- Directions: Each line from the one with "Every instance of the reflection" to the final line of the data must be reproduced exactly, and no other line may appear.

- Records from a dataset:
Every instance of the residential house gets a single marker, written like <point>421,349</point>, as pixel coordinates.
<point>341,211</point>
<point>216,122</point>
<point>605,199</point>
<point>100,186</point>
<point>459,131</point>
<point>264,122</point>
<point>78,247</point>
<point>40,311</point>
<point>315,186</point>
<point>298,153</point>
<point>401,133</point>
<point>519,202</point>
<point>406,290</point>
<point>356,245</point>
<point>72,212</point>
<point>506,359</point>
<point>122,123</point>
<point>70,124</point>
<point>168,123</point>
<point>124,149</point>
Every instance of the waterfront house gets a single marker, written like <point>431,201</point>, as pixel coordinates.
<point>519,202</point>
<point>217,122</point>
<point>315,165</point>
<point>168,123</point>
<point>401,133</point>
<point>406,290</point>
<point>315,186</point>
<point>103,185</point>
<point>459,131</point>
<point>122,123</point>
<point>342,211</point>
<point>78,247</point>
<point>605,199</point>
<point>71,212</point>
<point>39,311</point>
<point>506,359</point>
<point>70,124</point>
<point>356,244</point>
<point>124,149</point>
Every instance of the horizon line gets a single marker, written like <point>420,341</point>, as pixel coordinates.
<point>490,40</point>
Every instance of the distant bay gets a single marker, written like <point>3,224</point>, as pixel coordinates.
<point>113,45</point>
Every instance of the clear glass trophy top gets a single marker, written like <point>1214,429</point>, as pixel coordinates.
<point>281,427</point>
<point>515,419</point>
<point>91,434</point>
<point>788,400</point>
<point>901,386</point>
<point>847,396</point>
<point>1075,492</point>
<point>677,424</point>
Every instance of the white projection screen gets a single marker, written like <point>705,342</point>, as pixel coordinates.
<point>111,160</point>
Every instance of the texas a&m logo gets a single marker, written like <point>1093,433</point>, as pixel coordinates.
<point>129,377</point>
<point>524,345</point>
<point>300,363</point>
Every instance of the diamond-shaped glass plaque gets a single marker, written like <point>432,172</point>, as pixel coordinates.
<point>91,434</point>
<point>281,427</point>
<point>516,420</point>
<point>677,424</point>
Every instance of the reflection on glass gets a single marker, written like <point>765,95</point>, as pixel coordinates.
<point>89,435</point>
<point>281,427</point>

- Result:
Every instance of the reflection on glass gets a single marker, written like <point>765,95</point>, as pixel coordinates.
<point>89,435</point>
<point>281,427</point>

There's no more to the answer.